### Activity
Scan the records that follow, and whenever a line has the word "suitcase", copy it.

### Stored entries
==============================
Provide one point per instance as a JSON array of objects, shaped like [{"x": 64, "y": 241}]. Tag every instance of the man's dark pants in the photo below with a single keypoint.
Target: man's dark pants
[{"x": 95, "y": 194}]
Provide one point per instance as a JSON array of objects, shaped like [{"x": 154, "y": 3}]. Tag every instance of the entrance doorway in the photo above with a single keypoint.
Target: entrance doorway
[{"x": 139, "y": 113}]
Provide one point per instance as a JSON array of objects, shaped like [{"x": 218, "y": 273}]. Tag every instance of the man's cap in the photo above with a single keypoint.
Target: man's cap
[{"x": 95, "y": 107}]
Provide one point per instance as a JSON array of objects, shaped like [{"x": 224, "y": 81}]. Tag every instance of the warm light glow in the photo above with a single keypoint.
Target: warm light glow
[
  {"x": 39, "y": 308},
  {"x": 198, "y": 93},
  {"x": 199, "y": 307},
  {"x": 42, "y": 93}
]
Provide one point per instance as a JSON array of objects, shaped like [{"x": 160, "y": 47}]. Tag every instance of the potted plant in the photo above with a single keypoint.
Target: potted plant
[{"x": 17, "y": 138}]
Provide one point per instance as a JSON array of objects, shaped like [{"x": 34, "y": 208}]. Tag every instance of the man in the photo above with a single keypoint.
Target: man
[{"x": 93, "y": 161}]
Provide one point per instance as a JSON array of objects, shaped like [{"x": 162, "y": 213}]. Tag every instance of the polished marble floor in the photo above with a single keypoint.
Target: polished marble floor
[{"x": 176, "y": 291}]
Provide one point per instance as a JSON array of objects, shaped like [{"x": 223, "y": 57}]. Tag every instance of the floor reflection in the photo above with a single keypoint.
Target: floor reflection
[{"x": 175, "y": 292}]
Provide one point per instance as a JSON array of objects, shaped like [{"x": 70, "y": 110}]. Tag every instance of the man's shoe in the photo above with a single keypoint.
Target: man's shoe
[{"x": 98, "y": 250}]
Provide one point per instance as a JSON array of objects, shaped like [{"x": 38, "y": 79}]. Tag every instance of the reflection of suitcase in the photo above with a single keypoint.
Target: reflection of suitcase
==============================
### Output below
Provide one point per instance as a JSON array of objects, shaped like [{"x": 38, "y": 79}]. Tag every instance of the reflection of suitcase in the photo above with a single keypoint.
Target: reflection of suitcase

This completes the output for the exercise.